▼

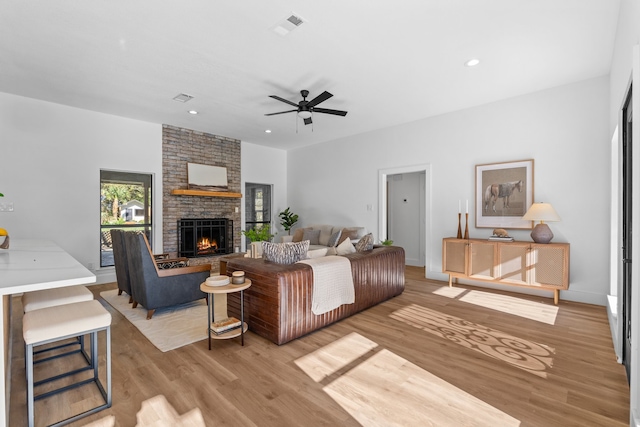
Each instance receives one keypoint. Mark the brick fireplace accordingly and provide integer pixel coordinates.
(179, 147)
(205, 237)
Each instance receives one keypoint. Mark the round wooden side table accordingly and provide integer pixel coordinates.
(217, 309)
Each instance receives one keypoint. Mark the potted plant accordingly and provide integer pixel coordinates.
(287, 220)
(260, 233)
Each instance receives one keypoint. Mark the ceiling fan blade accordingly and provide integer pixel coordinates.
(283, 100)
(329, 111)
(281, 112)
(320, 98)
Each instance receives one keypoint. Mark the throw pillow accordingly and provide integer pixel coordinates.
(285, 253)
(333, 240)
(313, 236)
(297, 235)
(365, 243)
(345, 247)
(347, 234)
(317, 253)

▲
▼

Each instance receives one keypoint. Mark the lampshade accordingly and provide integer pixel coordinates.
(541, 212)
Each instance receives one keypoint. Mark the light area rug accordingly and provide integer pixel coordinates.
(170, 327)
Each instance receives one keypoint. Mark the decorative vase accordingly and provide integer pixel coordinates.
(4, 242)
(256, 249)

▲
▼

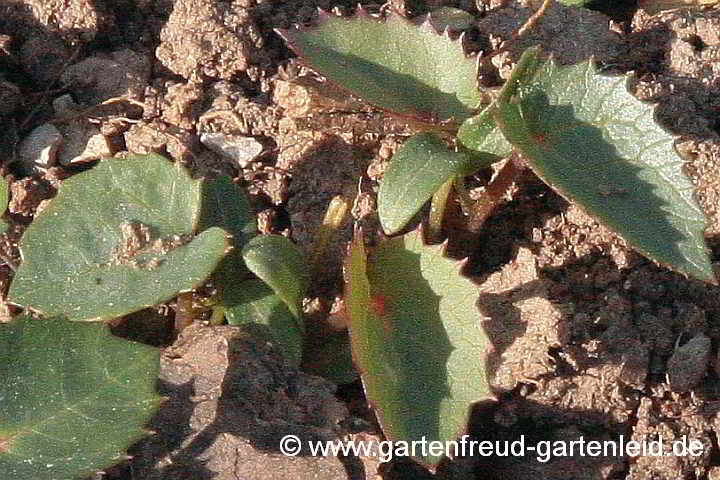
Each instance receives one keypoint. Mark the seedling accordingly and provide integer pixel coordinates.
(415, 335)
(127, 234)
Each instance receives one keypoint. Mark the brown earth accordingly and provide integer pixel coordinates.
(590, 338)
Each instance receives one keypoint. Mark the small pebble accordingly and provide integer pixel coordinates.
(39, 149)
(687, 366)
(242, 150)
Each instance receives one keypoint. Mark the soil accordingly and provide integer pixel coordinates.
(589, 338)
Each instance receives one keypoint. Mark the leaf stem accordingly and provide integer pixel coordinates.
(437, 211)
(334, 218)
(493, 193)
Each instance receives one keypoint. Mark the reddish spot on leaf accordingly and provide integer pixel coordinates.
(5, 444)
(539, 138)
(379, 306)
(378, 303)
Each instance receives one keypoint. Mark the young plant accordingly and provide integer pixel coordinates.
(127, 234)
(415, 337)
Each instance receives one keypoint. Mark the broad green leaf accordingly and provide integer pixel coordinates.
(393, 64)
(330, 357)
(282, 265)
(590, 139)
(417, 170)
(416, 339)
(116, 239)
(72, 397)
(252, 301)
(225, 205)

▲

Objective: How many lines in the items above contain the string "plant", with uppercase and lowercase treated as different? Reply with the number only.

Response: 2